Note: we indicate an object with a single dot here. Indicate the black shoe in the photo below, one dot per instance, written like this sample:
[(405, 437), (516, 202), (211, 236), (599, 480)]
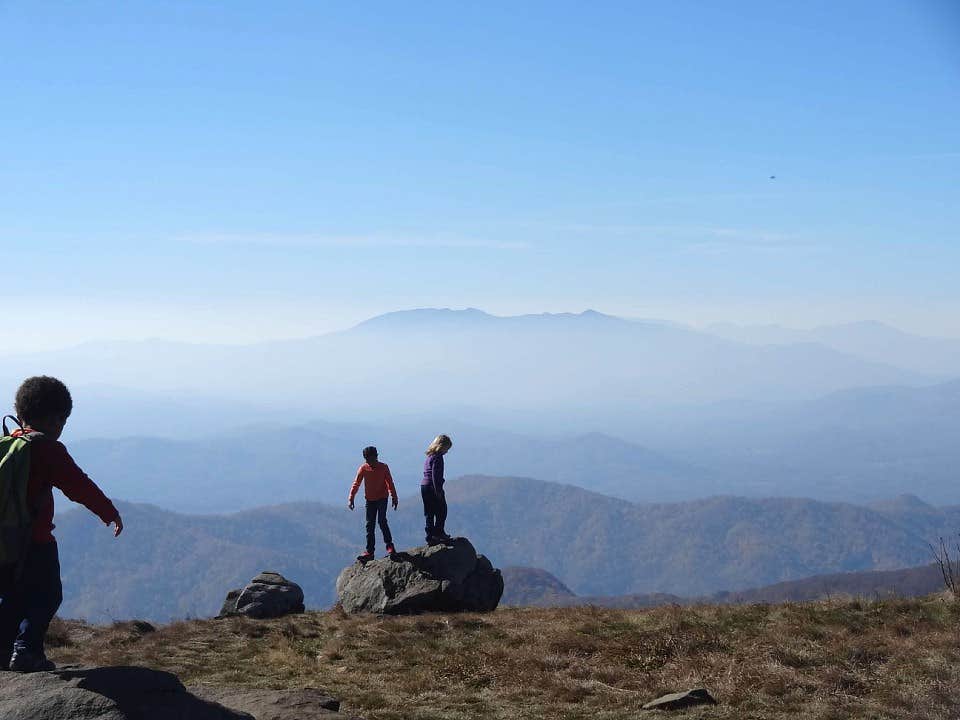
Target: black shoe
--
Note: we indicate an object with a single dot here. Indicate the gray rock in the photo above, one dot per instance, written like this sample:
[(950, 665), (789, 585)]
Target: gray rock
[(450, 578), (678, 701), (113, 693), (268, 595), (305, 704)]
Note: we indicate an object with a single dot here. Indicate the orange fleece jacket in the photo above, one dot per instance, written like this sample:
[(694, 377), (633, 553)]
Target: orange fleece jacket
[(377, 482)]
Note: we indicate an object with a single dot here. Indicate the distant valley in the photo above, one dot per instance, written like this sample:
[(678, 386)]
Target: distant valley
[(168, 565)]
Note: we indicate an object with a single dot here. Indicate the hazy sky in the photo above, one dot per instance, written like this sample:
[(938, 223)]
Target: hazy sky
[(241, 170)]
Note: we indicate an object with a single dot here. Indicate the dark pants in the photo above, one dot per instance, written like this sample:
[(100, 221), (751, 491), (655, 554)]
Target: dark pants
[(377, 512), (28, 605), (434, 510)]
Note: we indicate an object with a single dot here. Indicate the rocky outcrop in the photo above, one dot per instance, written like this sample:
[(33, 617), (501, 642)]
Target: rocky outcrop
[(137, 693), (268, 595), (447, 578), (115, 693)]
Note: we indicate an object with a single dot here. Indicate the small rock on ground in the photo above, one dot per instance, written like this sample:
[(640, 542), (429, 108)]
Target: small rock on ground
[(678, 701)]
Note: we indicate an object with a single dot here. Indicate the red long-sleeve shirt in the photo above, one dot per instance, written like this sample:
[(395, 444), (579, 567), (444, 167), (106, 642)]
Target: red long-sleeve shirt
==
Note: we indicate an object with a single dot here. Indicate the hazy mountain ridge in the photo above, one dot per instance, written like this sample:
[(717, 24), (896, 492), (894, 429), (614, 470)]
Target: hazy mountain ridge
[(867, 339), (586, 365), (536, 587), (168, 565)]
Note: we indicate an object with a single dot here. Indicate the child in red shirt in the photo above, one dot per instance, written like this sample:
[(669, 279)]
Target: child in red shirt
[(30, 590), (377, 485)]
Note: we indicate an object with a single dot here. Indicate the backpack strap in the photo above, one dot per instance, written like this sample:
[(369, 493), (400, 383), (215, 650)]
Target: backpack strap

- Exercise instructions: From the line containing "Indicate the child" down to the line containing "Target: backpack strap" in the material above, reproduce every line exactly, including the two end lines.

- Answer to this problem:
Note: we indicate an object with a single dot here. Indicate the child in red shirt in the photo above, one dot per instance, written like this sample:
[(669, 279)]
Target: child in red shirt
[(30, 590), (377, 485)]
Note: we indicate an object with a single dot here. Indicate the backpack strap in the photo above, one dot per instance, written like this sample:
[(369, 493), (400, 383), (215, 650)]
Target: backpack strap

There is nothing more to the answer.